Your instructions:
Find every row below that contains the string "blue" and copy each one out in full. Case counts.

Records shown:

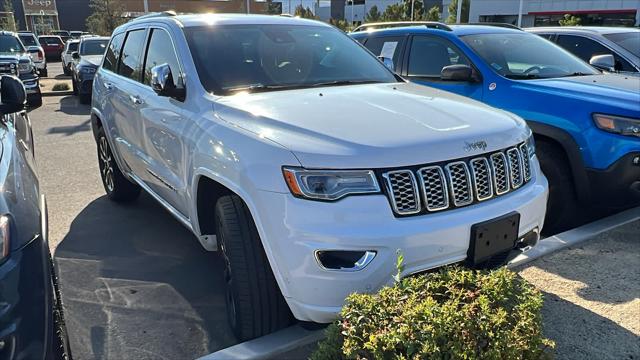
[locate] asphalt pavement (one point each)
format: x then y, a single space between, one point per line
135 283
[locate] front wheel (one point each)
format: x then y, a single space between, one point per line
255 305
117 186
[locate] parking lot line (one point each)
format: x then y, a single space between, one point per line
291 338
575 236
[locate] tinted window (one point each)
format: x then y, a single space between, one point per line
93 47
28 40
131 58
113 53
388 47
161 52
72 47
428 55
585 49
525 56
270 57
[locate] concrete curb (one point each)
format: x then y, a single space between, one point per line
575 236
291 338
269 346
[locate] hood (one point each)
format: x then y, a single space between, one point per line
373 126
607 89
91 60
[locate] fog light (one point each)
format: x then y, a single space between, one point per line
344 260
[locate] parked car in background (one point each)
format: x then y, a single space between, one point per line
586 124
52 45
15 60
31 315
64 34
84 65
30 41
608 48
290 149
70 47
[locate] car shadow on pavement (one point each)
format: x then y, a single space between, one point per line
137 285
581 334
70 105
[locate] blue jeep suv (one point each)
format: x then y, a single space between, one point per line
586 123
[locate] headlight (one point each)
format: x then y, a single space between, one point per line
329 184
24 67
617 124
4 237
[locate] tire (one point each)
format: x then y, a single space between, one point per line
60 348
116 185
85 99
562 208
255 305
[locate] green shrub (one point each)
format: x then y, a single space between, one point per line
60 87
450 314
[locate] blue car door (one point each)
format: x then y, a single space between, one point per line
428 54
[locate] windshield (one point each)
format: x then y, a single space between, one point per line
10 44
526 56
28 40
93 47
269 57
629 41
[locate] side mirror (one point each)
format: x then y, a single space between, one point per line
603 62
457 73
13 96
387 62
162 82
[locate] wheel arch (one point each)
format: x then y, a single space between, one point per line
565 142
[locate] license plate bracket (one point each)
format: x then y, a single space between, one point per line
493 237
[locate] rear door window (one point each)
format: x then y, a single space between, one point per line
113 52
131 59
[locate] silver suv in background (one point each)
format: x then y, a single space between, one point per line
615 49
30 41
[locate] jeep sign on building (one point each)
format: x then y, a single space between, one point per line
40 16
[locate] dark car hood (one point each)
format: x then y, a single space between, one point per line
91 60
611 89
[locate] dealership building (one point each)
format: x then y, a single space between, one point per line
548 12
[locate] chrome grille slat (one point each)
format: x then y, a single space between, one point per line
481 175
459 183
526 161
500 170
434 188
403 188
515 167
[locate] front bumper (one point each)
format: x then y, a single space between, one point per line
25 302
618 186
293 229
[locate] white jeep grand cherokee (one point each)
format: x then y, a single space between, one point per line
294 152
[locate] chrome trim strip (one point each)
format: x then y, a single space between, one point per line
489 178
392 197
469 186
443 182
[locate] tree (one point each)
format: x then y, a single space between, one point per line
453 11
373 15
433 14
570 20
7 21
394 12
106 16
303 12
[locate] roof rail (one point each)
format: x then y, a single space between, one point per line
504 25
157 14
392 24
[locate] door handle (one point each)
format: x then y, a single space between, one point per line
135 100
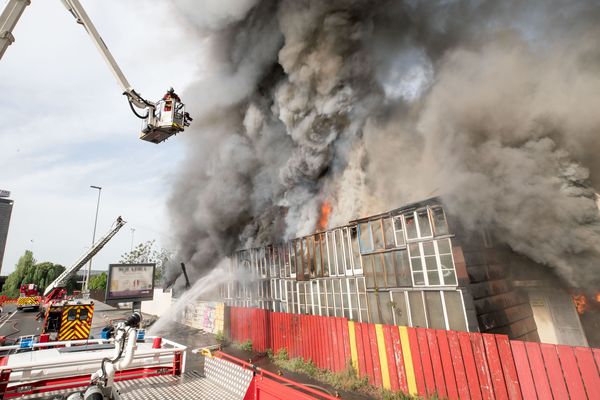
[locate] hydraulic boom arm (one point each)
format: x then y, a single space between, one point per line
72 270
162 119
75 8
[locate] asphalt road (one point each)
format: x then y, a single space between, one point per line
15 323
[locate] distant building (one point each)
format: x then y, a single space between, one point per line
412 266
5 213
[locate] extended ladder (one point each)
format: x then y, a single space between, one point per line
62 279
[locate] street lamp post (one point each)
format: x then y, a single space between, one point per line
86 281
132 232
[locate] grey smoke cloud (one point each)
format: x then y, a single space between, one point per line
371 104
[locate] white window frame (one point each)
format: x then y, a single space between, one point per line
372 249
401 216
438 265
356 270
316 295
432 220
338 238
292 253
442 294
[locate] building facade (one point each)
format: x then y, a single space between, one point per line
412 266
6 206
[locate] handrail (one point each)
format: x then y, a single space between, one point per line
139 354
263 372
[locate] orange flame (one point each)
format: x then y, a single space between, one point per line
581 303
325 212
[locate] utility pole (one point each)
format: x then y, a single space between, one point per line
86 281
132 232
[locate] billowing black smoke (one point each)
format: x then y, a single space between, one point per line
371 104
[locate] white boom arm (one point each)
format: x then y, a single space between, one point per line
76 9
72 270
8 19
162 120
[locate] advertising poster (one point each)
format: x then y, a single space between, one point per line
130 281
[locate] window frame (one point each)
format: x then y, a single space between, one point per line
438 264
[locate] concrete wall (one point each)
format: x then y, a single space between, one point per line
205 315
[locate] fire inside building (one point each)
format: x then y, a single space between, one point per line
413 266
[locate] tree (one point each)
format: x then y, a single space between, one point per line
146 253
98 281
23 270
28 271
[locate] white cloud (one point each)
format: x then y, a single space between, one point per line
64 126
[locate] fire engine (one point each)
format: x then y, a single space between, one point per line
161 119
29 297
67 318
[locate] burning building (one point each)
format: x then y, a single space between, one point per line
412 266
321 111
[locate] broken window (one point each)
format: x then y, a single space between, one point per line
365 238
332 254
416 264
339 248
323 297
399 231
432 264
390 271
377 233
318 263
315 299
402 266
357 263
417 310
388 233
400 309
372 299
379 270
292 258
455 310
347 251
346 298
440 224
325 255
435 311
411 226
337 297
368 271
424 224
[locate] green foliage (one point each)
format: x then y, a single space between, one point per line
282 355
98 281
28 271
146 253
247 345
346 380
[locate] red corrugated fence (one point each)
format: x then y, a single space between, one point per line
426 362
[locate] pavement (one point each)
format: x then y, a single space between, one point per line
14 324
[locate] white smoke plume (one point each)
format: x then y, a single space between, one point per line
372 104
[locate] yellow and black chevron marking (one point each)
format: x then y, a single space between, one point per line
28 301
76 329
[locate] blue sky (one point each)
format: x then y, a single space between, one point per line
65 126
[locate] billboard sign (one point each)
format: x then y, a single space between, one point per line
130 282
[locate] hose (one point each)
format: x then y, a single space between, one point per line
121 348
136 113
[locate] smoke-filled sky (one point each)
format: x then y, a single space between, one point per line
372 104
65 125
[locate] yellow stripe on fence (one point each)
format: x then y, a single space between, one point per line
---
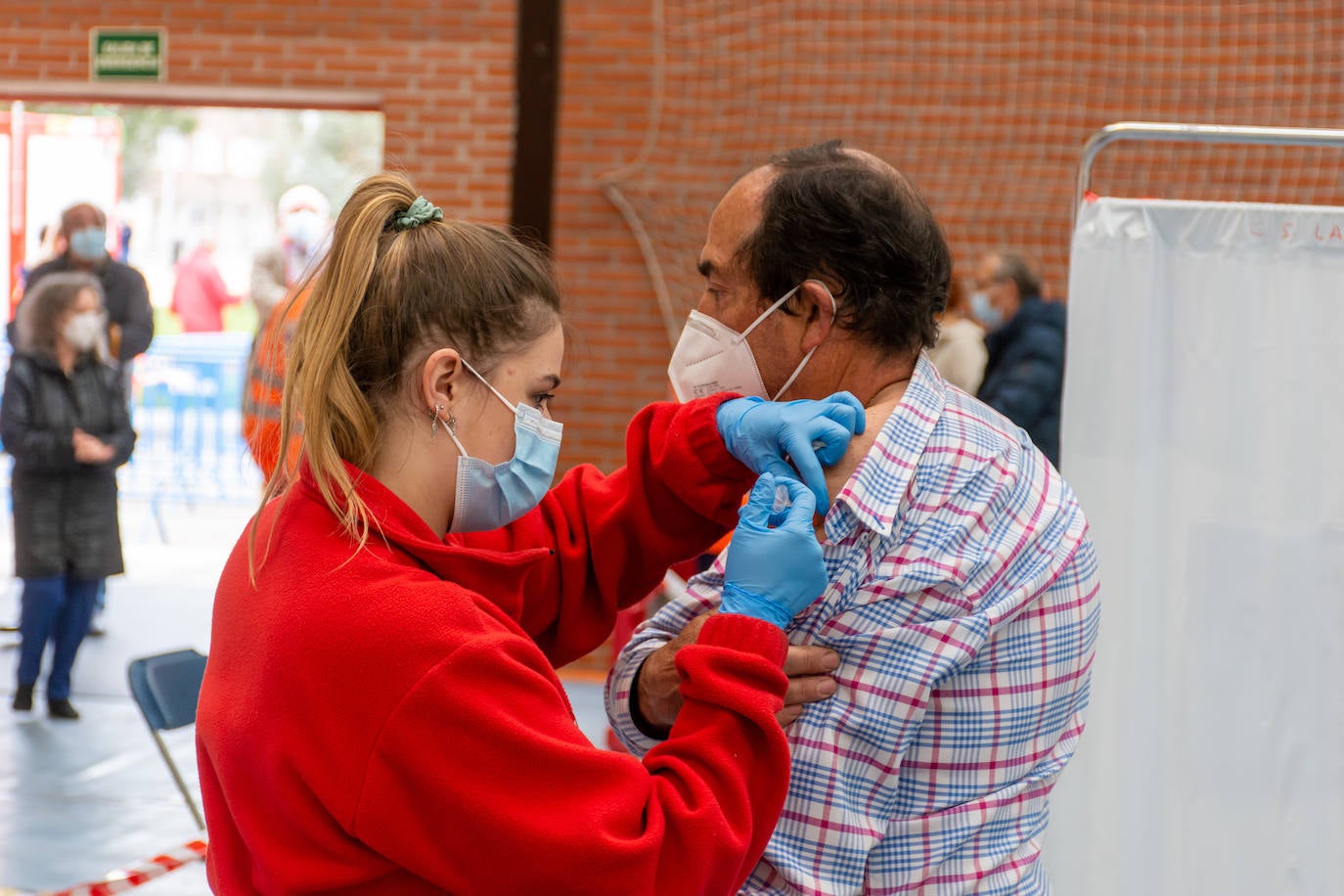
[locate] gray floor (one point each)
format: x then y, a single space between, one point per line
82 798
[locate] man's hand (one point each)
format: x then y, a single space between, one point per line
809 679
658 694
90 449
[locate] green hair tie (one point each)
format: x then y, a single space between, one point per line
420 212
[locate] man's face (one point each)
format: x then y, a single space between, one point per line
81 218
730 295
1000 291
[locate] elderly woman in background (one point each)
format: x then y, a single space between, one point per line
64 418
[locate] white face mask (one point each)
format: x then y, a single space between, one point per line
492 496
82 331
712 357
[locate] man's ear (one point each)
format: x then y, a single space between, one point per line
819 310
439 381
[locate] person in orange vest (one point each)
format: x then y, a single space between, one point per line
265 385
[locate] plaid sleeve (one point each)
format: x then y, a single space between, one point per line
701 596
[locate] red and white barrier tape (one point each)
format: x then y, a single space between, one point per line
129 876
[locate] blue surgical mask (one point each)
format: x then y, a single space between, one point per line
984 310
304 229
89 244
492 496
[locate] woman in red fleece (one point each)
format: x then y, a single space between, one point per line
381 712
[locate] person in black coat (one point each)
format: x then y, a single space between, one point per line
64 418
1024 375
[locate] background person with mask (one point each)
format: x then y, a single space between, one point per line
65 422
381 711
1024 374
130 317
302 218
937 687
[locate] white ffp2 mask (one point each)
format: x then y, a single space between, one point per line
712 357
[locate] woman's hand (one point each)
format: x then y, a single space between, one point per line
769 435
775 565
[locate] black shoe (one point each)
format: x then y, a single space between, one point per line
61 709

Answer to the task:
[locate] blue jeep suv (one point each)
[locate] blue car door (one point each)
[locate] blue sky (one point each)
[locate] blue surgical mask (one point each)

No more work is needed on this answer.